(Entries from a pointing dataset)
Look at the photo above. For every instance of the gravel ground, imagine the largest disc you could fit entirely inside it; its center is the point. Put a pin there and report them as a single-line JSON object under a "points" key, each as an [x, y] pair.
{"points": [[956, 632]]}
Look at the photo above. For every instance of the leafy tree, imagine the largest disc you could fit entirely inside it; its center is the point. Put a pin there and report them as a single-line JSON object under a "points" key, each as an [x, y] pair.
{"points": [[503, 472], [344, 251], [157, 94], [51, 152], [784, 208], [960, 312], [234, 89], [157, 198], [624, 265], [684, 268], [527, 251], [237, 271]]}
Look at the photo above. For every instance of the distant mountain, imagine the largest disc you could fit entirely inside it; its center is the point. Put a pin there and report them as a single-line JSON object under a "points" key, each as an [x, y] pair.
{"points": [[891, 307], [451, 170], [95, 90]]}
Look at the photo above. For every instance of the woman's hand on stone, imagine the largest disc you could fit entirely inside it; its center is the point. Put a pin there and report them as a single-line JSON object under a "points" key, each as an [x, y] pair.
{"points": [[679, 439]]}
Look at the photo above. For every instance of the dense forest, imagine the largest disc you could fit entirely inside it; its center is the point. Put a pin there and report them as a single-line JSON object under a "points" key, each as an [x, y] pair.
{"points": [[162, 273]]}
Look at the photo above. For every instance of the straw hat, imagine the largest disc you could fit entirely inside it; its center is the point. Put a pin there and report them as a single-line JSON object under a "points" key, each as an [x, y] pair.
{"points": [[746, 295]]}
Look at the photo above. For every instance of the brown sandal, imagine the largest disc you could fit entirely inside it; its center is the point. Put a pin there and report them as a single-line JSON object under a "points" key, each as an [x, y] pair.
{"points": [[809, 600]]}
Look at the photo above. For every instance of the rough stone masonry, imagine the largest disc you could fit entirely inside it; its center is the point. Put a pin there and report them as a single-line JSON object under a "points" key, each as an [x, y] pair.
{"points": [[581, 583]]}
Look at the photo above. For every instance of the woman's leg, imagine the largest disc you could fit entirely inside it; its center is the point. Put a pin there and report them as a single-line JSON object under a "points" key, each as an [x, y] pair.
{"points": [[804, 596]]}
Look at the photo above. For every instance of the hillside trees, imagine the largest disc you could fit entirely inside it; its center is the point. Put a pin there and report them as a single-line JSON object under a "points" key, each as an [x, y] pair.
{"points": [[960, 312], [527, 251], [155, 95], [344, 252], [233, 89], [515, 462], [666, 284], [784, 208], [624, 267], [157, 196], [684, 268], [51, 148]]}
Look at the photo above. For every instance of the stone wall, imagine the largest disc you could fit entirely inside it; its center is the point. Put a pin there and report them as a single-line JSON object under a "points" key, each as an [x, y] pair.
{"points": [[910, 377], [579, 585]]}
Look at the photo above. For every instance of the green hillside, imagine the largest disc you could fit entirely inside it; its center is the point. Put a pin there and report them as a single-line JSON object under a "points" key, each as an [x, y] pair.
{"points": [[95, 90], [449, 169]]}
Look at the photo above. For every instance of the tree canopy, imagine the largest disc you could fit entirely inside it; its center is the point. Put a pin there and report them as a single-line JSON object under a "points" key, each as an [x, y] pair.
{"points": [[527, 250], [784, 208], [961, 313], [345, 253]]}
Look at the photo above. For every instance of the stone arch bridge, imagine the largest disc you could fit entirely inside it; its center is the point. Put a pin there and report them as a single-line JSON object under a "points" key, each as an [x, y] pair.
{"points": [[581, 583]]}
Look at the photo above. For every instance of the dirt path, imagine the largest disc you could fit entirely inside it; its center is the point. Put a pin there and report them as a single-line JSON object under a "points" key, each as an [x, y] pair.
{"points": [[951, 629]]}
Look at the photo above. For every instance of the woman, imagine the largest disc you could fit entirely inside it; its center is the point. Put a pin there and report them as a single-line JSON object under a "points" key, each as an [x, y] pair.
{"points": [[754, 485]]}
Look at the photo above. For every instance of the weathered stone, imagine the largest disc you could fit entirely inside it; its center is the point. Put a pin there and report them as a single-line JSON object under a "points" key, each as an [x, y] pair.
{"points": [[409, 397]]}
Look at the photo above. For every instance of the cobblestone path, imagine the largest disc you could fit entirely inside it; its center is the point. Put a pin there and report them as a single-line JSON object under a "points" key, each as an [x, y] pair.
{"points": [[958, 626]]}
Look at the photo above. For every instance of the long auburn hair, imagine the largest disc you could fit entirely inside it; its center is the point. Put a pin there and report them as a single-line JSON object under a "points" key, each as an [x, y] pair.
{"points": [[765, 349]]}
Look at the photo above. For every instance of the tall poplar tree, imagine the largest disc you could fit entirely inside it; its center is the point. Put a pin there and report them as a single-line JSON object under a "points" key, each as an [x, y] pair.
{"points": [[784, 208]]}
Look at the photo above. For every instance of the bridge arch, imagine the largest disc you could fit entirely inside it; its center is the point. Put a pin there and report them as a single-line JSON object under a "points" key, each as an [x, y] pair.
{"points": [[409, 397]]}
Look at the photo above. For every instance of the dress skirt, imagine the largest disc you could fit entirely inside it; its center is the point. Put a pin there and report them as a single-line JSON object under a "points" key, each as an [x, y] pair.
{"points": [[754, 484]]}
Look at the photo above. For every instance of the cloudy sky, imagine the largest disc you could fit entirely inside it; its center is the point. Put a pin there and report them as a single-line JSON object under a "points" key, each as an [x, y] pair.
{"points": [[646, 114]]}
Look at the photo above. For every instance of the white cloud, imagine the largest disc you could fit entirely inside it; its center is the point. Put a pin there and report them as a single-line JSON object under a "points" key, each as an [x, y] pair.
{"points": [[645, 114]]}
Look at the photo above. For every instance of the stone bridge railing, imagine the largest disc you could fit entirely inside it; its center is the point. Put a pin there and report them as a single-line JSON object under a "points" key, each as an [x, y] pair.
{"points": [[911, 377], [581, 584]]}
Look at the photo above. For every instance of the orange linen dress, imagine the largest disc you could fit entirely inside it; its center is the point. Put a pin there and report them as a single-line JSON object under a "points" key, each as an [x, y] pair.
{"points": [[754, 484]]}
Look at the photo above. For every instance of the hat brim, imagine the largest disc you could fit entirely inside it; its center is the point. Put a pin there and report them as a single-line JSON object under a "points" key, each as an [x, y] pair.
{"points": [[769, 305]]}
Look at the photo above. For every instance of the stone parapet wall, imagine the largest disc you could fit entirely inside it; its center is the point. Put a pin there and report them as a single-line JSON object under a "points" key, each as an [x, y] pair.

- **WHAT TO PRODUCE**
Quote each line of the data above exactly as written.

- **RESULT OF THE EXERCISE**
Look at the photo above. For every instance of the gravel ground, imagine the largest disc you could fit entirely inside it; its center is the point. Put a pin there and report them as a single-line JSON object under a "points" key, each as an [x, y] pair.
{"points": [[956, 632]]}
Look at the photo above. For every instance of the leafy tree, imagine the largest disc you could fit entirely inside it; its center is the point. Put a pin there and report them as a single-line JSON object under a "points" key, each as an [x, y] pair.
{"points": [[503, 472], [344, 251], [157, 94], [51, 152], [784, 208], [960, 312], [234, 89], [157, 198], [624, 265], [684, 268], [527, 251], [237, 271]]}
Look at the photo above. For every instance of the distant mountain, imagine the largest disc you could fit entirely inside it; its center is the point. Put a pin there and report them as a single-line JSON object under a "points" key, each as an [x, y] pair.
{"points": [[891, 307], [451, 170], [95, 90]]}
Look at the photo above. For every instance of the woman's hand on stone, imagine the largest disc you could fit entirely inside it; its center is the point. Put a pin there and report them as a single-line JSON object under a "points" key, each as an [x, y] pair.
{"points": [[679, 439]]}
Look at the photo above. For every instance of the dense forest, imagine the largest disc you could fit entirely inside it; its center is the point. Put a pin there and report them as a single-line JSON object under a "points" key, each as an [x, y] pair.
{"points": [[162, 273]]}
Look at the photo above. For every instance of the straw hat, imagine the largest disc you could fit entirely inside it; its center is the point. Put a pin there and report them as a single-line JSON object under a "points" key, each as an [x, y] pair.
{"points": [[746, 295]]}
Look at the photo above. For every instance of the brown sandal, imagine the largest disc you could fit entirely inside it; its center is the point. Put a pin there and report them as a single-line JSON object under a "points" key, each as an [x, y] pair.
{"points": [[809, 600]]}
Look at the photo above. For every instance of the rough stone masonry, imagine the largest disc you could fit entirely inside it; its center is the point. Put a pin there and report them as a single-line JSON object under a "points" key, each as an [x, y] pair.
{"points": [[581, 583]]}
Look at the photo above. For every instance of the woman's leg, imagine the largest disc you could fit entirely inside it; its center is the point. Put a pin there and report them as a single-line JSON object under a "points" key, each as an [x, y] pair.
{"points": [[804, 596]]}
Look at the photo above. For every instance of the hillside trees, imagine the largest disc you could fit entirely inside it; its center is the point. Put a pin there and report them as a single-line JSON object under a "points" key, each as an [x, y] pair.
{"points": [[960, 312], [527, 251], [155, 95], [344, 252], [233, 89], [515, 462], [666, 284], [784, 208], [624, 267], [157, 196], [684, 268], [51, 148]]}
Look at the photo above. For every instance of the stone wall, imagine the largest disc you could fit entirely inside it; its center is the point. Put a pin there and report them as a single-line JSON object under a "points" key, each as an [x, y] pair.
{"points": [[910, 377], [579, 585]]}
Look at the photo above. For every instance of the green hillside, imagine the largest disc you could fit entirely inside it; its center is the point. Put a pin there and report them as a single-line JSON object under a "points" key, each as an [x, y] pair.
{"points": [[95, 90], [449, 169]]}
Look at the photo above. For every instance of the tree canopy, imagine the largest disc you could fit entirely inside it; its center is the point. Put a pin there and report them as a single-line JSON object under a "points" key, each as an [x, y] pair.
{"points": [[527, 250], [784, 208], [961, 313], [345, 253]]}
Look at the photo above. For every instance of the stone arch bridge, imagine the largest disc you could fit entirely inside it; its center is the point. Put a pin there and report them as a single-line JSON object under a "points" key, each as an [x, y] pair.
{"points": [[581, 583]]}
Look at the photo above. For every instance of the dirt path, imagine the largest disc you could fit entirely inside it; its center is the point. Put a pin there and report them as a single-line JSON object under a "points" key, each as an [x, y] pair.
{"points": [[951, 629]]}
Look at the photo above. For every instance of the woman, imagine the largest disc you could fit entirely inside it; its center is the point. Put a pin there and report them as a single-line JSON object under a "points" key, each as an [x, y] pair.
{"points": [[754, 485]]}
Look at the photo above. For every instance of the weathered stone, imagine the largest disc you could fit entirely inside it; its center is the point. Put a pin there and report them as a single-line JSON object under a "points" key, each as an [x, y] pair.
{"points": [[409, 397]]}
Look at the photo above. For every instance of the cobblestone path, imagine the largest disc you could fit entirely inside it; its center is the point. Put a pin there and report them as a single-line JSON object under a "points" key, each as an [x, y] pair.
{"points": [[958, 626]]}
Look at the photo above. For every instance of the long auburn hair, imagine the largest disc you could fit entirely inside it; its center is the point. Put a pin there and report them as a single-line JSON object under a "points" key, each as an [x, y] pair.
{"points": [[765, 349]]}
Look at the photo above. For every instance of the tall poplar tree, imagine the largest disc you could fit entirely inside it; its center is the point. Put a pin there and report them as a single-line JSON object under a "points" key, each as an [x, y] pair.
{"points": [[784, 208]]}
Look at the photo above. For every instance of the bridge arch, imagine the largest disc you could fit entirely inside it; its center is the point. Put a pin there and report them as a single-line JSON object under a "points" key, each as an [x, y] pair.
{"points": [[409, 397]]}
Look at the photo above. For every instance of the dress skirt, imagine the largest disc you could fit entirely inside it; its center is the point. Put a pin there and report them as a single-line JSON object under a "points" key, each as an [x, y] pair.
{"points": [[754, 484]]}
Look at the photo above. For every instance of the cloudy sky, imagine the largest disc you could fit entirely inside it; its center is the point. Put a pin there and report them as a single-line JSON object under a "points" key, each as an [x, y] pair.
{"points": [[646, 114]]}
Look at the photo above. For every instance of the white cloud, imagine the largest disc you could fit entirely inside it; its center is the point. Put a pin there and report them as a single-line JSON object under a "points" key, each as an [x, y] pair.
{"points": [[645, 114]]}
Look at the photo above. For every instance of the stone bridge railing, imagine the largest disc you could fit entirely inside it; its center is the point. Put a pin there and report them as a single-line JSON object under a "points" key, each as an [x, y] pair.
{"points": [[911, 377], [581, 584]]}
Look at the photo above. For every instance of the orange linen dress, imagine the largest disc you could fit entirely inside it; its center is the point. Put a pin there and report them as a single-line JSON object under a "points" key, each as an [x, y] pair.
{"points": [[754, 484]]}
Look at the photo above. For every instance of the hat brim, imagine the largest disc you could fit entirely inside it; its center is the point. Put a pin there and report them as a single-line JSON object under a "points" key, each as an [x, y] pair.
{"points": [[769, 305]]}
Look at the photo above. For every instance of the stone parapet wall, imagine the largest disc you could fit entirely inside it; its center is the point. Put a pin there and report them as a single-line JSON object under a "points" key, each as an [x, y] pair.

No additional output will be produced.